── Given records

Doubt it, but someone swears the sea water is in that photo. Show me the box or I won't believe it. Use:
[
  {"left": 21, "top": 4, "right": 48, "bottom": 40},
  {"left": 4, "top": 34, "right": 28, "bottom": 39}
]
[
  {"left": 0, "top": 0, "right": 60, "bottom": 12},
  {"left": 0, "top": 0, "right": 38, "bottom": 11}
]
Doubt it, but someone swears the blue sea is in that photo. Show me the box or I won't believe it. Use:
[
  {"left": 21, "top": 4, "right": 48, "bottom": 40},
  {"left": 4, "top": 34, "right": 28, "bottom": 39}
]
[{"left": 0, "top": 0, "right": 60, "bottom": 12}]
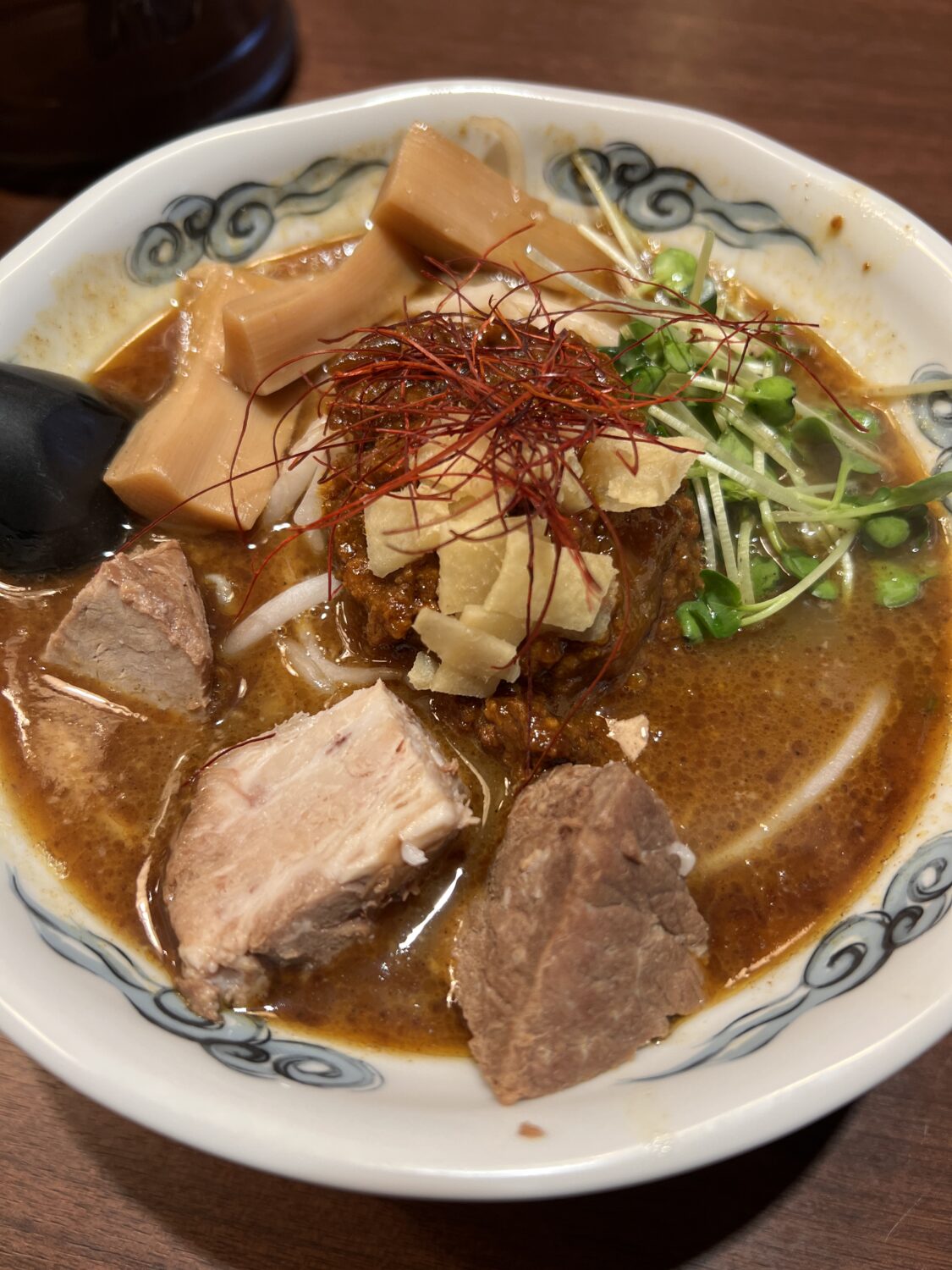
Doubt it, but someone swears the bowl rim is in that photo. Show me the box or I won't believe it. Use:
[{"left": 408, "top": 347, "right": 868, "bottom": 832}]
[{"left": 0, "top": 78, "right": 952, "bottom": 1201}]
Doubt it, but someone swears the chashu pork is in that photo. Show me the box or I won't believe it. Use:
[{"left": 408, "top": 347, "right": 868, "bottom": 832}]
[
  {"left": 43, "top": 541, "right": 212, "bottom": 714},
  {"left": 454, "top": 764, "right": 707, "bottom": 1102},
  {"left": 164, "top": 682, "right": 472, "bottom": 1019}
]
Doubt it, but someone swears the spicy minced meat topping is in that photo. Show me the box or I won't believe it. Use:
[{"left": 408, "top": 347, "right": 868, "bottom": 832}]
[{"left": 324, "top": 318, "right": 701, "bottom": 769}]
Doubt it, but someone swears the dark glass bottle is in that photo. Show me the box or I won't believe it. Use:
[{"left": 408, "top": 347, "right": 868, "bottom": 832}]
[{"left": 0, "top": 0, "right": 294, "bottom": 192}]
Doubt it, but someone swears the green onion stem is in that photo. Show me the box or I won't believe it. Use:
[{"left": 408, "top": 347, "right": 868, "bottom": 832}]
[
  {"left": 740, "top": 531, "right": 856, "bottom": 627},
  {"left": 688, "top": 230, "right": 715, "bottom": 305},
  {"left": 573, "top": 152, "right": 649, "bottom": 269},
  {"left": 691, "top": 477, "right": 718, "bottom": 569},
  {"left": 738, "top": 516, "right": 757, "bottom": 605},
  {"left": 754, "top": 446, "right": 787, "bottom": 554},
  {"left": 707, "top": 472, "right": 740, "bottom": 583}
]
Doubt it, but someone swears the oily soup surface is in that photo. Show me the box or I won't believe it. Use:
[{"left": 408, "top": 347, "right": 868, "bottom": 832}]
[{"left": 0, "top": 247, "right": 949, "bottom": 1053}]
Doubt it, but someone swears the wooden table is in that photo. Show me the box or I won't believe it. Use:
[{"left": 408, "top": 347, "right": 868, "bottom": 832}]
[{"left": 0, "top": 0, "right": 952, "bottom": 1270}]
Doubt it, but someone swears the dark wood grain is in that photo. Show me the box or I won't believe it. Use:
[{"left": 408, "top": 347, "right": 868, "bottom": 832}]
[{"left": 0, "top": 0, "right": 952, "bottom": 1270}]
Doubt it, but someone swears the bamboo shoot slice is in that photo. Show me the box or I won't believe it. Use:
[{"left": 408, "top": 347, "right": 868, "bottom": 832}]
[
  {"left": 484, "top": 526, "right": 617, "bottom": 632},
  {"left": 372, "top": 124, "right": 616, "bottom": 291},
  {"left": 459, "top": 605, "right": 528, "bottom": 648},
  {"left": 223, "top": 228, "right": 423, "bottom": 394},
  {"left": 177, "top": 264, "right": 281, "bottom": 373},
  {"left": 431, "top": 662, "right": 499, "bottom": 698},
  {"left": 104, "top": 360, "right": 297, "bottom": 530},
  {"left": 437, "top": 522, "right": 505, "bottom": 614},
  {"left": 414, "top": 609, "right": 520, "bottom": 683},
  {"left": 406, "top": 653, "right": 439, "bottom": 693},
  {"left": 581, "top": 437, "right": 703, "bottom": 512}
]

────

Task:
Rewrite every line of the records above as a JSON list of strings, one string per line, with blank lines dropped and the pictures left out.

Task answer:
[
  "Doubt it, but someone swears the sea water is in that photo. Show me the box or I won't believe it. Use:",
  "[",
  "  {\"left\": 21, \"top\": 4, \"right\": 48, \"bottom\": 40},",
  "  {\"left\": 4, \"top\": 34, \"right\": 28, \"bottom\": 39}",
  "]",
  "[",
  "  {\"left\": 0, \"top\": 0, \"right\": 60, \"bottom\": 12},",
  "  {\"left\": 0, \"top\": 0, \"right\": 38, \"bottom\": 11}",
  "]",
  "Doubt it, but someone swears the blue sea is in that photo. Show me the box or I won't believe it. Use:",
  "[",
  "  {\"left\": 21, \"top\": 4, \"right\": 48, \"bottom\": 40},",
  "  {\"left\": 4, \"top\": 34, \"right\": 28, \"bottom\": 39}",
  "]",
  "[{\"left\": 0, \"top\": 0, \"right\": 60, \"bottom\": 12}]",
  "Doubt it, but someone swears the bowl rim is in that photo. Show me the box or I won't believe it. Use:",
  "[{\"left\": 408, \"top\": 347, \"right\": 868, \"bottom\": 832}]",
  "[{\"left\": 0, \"top\": 78, \"right\": 952, \"bottom\": 1201}]",
  "Doubt it, but someone swears the chashu pork is in that photo. Show me the box or I won't believe it. Use:",
  "[{\"left\": 408, \"top\": 347, \"right\": 868, \"bottom\": 832}]",
  "[",
  "  {\"left\": 43, \"top\": 541, \"right\": 212, \"bottom\": 714},",
  "  {\"left\": 454, \"top\": 764, \"right\": 707, \"bottom\": 1102},",
  "  {\"left\": 164, \"top\": 682, \"right\": 472, \"bottom\": 1019}",
  "]",
  "Doubt it, but someone swears the spicy minced meat topping is in that photo. Show me the box or I won't believe it. Use:",
  "[{\"left\": 408, \"top\": 347, \"right\": 868, \"bottom\": 832}]",
  "[{\"left\": 324, \"top\": 318, \"right\": 701, \"bottom\": 769}]",
  "Doubt it, but someone swears the dark glass bottle is in that photo. Show me the box or I won't believe it. Use:",
  "[{\"left\": 408, \"top\": 347, \"right\": 868, \"bottom\": 832}]",
  "[{\"left\": 0, \"top\": 0, \"right\": 294, \"bottom\": 192}]",
  "Doubt it, but someone swears the green onion stem is in that photo. Show me the box or I won't believe it. Use:",
  "[{\"left\": 408, \"top\": 347, \"right\": 868, \"bottom\": 832}]",
  "[",
  "  {\"left\": 740, \"top\": 531, \"right\": 856, \"bottom\": 627},",
  "  {\"left\": 688, \"top\": 230, \"right\": 715, \"bottom\": 305},",
  "  {\"left\": 573, \"top\": 152, \"right\": 649, \"bottom\": 269},",
  "  {\"left\": 691, \"top\": 477, \"right\": 718, \"bottom\": 569},",
  "  {\"left\": 738, \"top\": 516, \"right\": 757, \"bottom\": 605},",
  "  {\"left\": 754, \"top\": 446, \"right\": 787, \"bottom\": 554},",
  "  {\"left\": 707, \"top\": 472, \"right\": 740, \"bottom\": 583}",
  "]",
  "Doubt it, but someone swears the oily soup surface is in that photo. Show me the box or I won't believe it. Use:",
  "[{\"left\": 408, \"top\": 347, \"right\": 868, \"bottom\": 832}]",
  "[{\"left\": 0, \"top\": 247, \"right\": 949, \"bottom\": 1053}]",
  "Doubt it, but someone swears the wooden table is in that photo. Show me the box or I won't believe it. Use:",
  "[{\"left\": 408, \"top\": 347, \"right\": 868, \"bottom\": 832}]",
  "[{\"left\": 0, \"top\": 0, \"right\": 952, \"bottom\": 1270}]",
  "Doubt it, but someone swears the dark wood grain is in that photo. Show me the box or I won't believe it. Use:",
  "[{\"left\": 408, \"top\": 347, \"right\": 868, \"bottom\": 832}]",
  "[{\"left\": 0, \"top\": 0, \"right\": 952, \"bottom\": 1270}]",
  "Doubt it, but someone swears the bamboo shoot slice is in that photo. Show me the box or I won't believe it. Use:",
  "[{\"left\": 408, \"top\": 347, \"right\": 868, \"bottom\": 832}]",
  "[",
  "  {\"left\": 484, \"top\": 526, \"right\": 617, \"bottom\": 632},",
  "  {\"left\": 372, \"top\": 124, \"right\": 616, \"bottom\": 291},",
  "  {\"left\": 459, \"top\": 605, \"right\": 528, \"bottom\": 648},",
  "  {\"left\": 223, \"top\": 228, \"right\": 423, \"bottom\": 394},",
  "  {\"left\": 177, \"top\": 264, \"right\": 281, \"bottom\": 373},",
  "  {\"left\": 431, \"top\": 662, \"right\": 499, \"bottom\": 698},",
  "  {\"left\": 104, \"top\": 360, \"right\": 297, \"bottom\": 530},",
  "  {\"left\": 437, \"top\": 522, \"right\": 505, \"bottom\": 614},",
  "  {\"left\": 414, \"top\": 609, \"right\": 520, \"bottom\": 683},",
  "  {\"left\": 406, \"top\": 653, \"right\": 439, \"bottom\": 693},",
  "  {\"left\": 581, \"top\": 437, \"right\": 703, \"bottom\": 512}",
  "]"
]